Rehaussement des seuils et confidentialité des comptes : quel impact pour les entreprises ?

Le 28 février 2024, un décret est entré en vigueur rehaussant les seuils permettant de classer les entreprises, en réponse à l’inflation. Aligné sur la directive déléguée (UE) 2023/2775, il a modifié significativement les obligations comptables et la confidentialité des comptes des entreprises françaises. Découvrons ensemble les détails et les implications de ces changements !

Table des matières

Le rehaussement des seuils des catégories d’entreprises

Un certain nombre d’obligations comptables prescrites par le Code de commerce dépendent de l’atteinte de seuils, définis en fonction du chiffre d’affaires d’une entreprise, du total de son bilan et du nombre de salariés. Ils permettent de déterminer la taille de l’entreprise, critère essentiel pour connaître ses obligations.

★ ★ ★ ★

> PARTIES DE L'EXERCICE:
a. D'après le texte sur le rehaussement des seuils, en fonction de quels critères les seuils sont-ils définis ?
b. Rédigez la suite du texte sur le rehaussement des seuils à partir de sa dernière phrase.

(Données d'annotation de position)
★ ★ ★ ★

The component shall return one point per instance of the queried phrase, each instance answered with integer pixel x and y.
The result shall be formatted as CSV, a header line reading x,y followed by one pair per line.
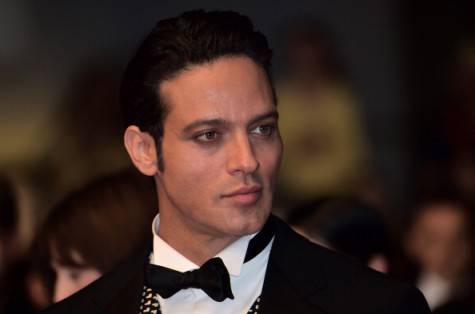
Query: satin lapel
x,y
291,285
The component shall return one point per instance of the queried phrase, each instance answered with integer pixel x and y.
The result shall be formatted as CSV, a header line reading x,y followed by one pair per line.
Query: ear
x,y
142,150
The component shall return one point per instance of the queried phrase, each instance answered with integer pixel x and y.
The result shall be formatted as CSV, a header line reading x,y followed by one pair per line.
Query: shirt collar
x,y
166,256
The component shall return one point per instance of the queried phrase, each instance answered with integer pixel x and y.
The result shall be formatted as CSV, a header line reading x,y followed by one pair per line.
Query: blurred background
x,y
377,102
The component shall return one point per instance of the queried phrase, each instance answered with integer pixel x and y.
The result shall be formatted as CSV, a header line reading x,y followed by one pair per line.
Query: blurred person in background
x,y
321,127
94,228
21,290
439,242
349,226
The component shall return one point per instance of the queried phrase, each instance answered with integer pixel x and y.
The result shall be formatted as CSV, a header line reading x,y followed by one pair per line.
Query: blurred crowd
x,y
90,210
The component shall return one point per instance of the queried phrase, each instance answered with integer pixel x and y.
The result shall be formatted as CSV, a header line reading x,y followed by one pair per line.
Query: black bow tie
x,y
212,278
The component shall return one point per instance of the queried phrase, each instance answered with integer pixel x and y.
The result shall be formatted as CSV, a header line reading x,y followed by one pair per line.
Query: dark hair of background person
x,y
347,225
174,44
8,208
103,222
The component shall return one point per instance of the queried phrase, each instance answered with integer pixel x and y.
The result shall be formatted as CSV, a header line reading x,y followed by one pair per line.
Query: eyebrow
x,y
218,122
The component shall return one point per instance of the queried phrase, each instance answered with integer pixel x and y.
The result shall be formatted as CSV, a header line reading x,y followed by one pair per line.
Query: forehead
x,y
233,88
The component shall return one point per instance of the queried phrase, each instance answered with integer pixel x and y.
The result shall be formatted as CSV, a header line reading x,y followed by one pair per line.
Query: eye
x,y
74,274
208,136
264,130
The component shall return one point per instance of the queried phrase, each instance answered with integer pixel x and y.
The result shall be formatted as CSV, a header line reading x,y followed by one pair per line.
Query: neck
x,y
195,246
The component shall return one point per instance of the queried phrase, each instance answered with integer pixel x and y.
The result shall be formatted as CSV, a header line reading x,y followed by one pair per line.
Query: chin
x,y
250,225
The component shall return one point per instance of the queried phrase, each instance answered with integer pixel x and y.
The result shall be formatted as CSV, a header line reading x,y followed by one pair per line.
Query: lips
x,y
245,195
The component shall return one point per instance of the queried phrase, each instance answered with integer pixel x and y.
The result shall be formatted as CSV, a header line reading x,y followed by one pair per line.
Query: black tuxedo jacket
x,y
301,278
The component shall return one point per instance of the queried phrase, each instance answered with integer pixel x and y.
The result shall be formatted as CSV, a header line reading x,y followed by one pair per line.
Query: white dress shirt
x,y
247,278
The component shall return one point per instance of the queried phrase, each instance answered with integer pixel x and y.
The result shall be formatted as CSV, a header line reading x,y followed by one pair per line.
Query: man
x,y
201,118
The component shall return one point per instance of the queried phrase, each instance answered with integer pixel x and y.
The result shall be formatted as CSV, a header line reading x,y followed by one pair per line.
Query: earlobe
x,y
142,150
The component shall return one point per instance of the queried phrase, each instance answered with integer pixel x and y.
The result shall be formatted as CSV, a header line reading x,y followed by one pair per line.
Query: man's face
x,y
221,148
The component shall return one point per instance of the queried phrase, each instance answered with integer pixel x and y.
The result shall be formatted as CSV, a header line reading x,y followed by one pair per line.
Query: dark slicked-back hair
x,y
193,38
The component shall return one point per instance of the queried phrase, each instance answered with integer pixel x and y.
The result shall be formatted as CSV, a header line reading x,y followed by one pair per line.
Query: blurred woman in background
x,y
94,228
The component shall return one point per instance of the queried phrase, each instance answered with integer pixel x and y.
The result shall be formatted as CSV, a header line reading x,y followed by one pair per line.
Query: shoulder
x,y
329,277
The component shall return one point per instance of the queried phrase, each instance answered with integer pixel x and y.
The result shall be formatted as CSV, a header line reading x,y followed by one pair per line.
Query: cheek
x,y
269,159
191,171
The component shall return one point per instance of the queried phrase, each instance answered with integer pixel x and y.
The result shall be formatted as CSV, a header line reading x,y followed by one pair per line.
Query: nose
x,y
241,156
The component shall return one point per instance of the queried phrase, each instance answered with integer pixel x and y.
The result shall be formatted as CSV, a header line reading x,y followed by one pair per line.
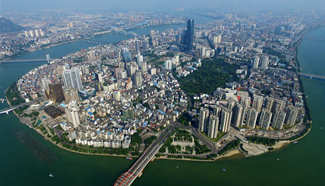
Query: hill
x,y
7,26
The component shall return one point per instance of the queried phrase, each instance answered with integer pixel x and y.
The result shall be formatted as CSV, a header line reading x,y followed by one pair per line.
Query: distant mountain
x,y
7,26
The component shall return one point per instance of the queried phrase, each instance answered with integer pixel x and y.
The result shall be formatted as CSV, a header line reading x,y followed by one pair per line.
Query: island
x,y
178,94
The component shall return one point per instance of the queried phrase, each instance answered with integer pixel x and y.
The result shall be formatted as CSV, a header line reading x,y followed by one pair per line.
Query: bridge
x,y
7,110
23,60
46,59
137,168
312,76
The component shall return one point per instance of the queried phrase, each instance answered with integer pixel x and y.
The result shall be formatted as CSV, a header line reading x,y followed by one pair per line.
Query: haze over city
x,y
236,5
162,92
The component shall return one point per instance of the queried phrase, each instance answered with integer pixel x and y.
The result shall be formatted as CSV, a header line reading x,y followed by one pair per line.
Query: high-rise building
x,y
188,36
72,78
251,118
256,62
72,113
265,119
131,67
127,57
258,102
278,120
213,126
138,79
292,115
204,114
225,120
45,85
139,59
168,65
278,105
71,95
269,103
237,115
265,62
56,93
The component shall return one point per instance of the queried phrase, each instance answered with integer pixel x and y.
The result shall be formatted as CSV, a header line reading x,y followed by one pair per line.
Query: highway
x,y
137,168
312,76
7,110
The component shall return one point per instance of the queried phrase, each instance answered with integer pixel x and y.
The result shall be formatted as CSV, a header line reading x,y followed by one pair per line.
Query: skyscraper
x,y
237,115
258,102
292,115
278,120
251,117
188,36
256,62
213,126
265,119
265,62
72,78
204,114
56,93
138,79
72,112
225,120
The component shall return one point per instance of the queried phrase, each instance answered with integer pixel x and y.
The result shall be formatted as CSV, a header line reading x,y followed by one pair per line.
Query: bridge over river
x,y
312,76
136,169
12,108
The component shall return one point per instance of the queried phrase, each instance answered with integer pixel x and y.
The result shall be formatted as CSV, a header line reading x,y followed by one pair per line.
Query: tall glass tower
x,y
188,36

★ ★ ★ ★

> RÉPONSES AUX CONSIGNES:
a. Ils sont définis en fonction du chiffre d'affaires de l'entreprise, du total de son bilan et du nombre de salariés.

b.
Il peut par exemple s’agir de : 

  • la nomination d’un commissaire aux comptes ;
  • la confidentialité des comptes annuels (seuil de confidentialité) ;
  • l’adoption d’une présentation simplifiée des comptes ;
  • l’élaboration d’un rapport de durabilité.

 

La directive déléguée (UE) 2023/2775 de la Commission du 17 octobre 2023 a révisé les seuils définissant les différentes tailles d’entreprises en réponse à l’importante inflation observée ces dernières années.
En prenant en compte l’inflation moyenne de la période de 2013, année où la directive comptable déterminant les catégories d’entreprises fut adoptée, à 2023, la Commission a jugé nécessaire d’augmenter les seuils d’environ 25 %.

Les États membres de l’Union européenne ont jusqu’au 24 décembre 2024 pour transposer ces nouveaux seuils, applicables dès le 1er janvier 2024.
Le décret du 28 février 2024 est un texte de transposition. Il est venu intégrer en droit français cette directive déléguée en modifiant notamment les articles D 123-200, D 230-1, D 221-5 et D 230-2 du Code de commerce.

Ces nouveaux seuils sont entrés en vigueur en France depuis le 1er mars 2024, avec une application aux comptes et rapports afférents aux exercices ouverts à compter du 1er janvier 2024.

Les nouveaux seuils

Découvrez ci-dessous le tableau récapitulatif des anciens et nouveaux seuils applicables aux entreprises.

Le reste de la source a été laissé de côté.